# WHAT IS BEING ASKED:
Please convert all the records below into a Markdown table with two columns, Row and Line. Put each line in its own numbered row and leave out blank lines.

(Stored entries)
▬▬▬▬▬▬
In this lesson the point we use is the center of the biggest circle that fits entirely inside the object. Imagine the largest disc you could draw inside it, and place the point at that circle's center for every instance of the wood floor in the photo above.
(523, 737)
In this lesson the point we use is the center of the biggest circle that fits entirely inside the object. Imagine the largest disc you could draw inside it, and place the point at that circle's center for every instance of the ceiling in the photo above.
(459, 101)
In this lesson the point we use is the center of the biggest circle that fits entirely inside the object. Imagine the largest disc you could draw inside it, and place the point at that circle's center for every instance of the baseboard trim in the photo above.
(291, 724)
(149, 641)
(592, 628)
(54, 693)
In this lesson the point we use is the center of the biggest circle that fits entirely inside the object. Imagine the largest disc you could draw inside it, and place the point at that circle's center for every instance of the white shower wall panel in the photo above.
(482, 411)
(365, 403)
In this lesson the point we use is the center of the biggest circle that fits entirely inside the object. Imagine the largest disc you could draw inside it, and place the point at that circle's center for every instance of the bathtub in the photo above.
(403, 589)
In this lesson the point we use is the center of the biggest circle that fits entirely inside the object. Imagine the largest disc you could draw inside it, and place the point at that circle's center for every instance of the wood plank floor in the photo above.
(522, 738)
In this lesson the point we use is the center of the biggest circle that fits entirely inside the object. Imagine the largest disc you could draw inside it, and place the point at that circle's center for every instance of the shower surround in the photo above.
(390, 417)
▬▬▬▬▬▬
# THE RESULT:
| Row | Line |
|---|---|
| 1 | In this lesson the point we use is the center of the biggest circle that fits entirely inside the object. Imagine the largest disc you could draw inside it, and place the point at that circle's center for every instance of the wood floor in the photo above. |
| 2 | (523, 737) |
| 3 | In this lesson the point we use is the center of the biggest circle that fits entirely inside the object. Imagine the largest disc you could draw inside it, and place the point at that circle's center for every instance of the ceiling in the photo above. |
| 4 | (459, 101) |
| 5 | In this lesson the point we use is the center of the biggest circle that fits entirely inside the object. Imagine the largest disc you could draw inside it, and place the point at that circle's center for every instance of the baseboard trim in the photo above. |
| 6 | (291, 724) |
| 7 | (149, 641) |
| 8 | (592, 628) |
| 9 | (54, 693) |
| 10 | In this lesson the point we use is the center of the biggest circle that fits entirely inside the object. Imagine the largest disc you could draw inside it, and place the point at that circle's center for every instance of the white shower wall panel in the photo above. |
| 11 | (482, 411) |
| 12 | (365, 403) |
| 13 | In this lesson the point we use is the center of the biggest circle that fits entirely inside the object. Imagine the largest disc you could draw inside it, and place the point at that circle's center for every instance of the bathtub in the photo above. |
| 14 | (403, 589) |
| 15 | In this lesson the point we use is the center of the biggest circle that fits entirely inside the object. Imagine the largest disc you could draw inside it, and place the point at that circle's center for every instance of the wood plank floor in the photo above. |
| 16 | (522, 738) |
| 17 | In this lesson the point we use is the center of the biggest circle that fits entirely inside the object. Imagine the largest disc you could draw inside it, and place the point at that circle's center for every instance of the shower surround in the photo above. |
| 18 | (390, 417) |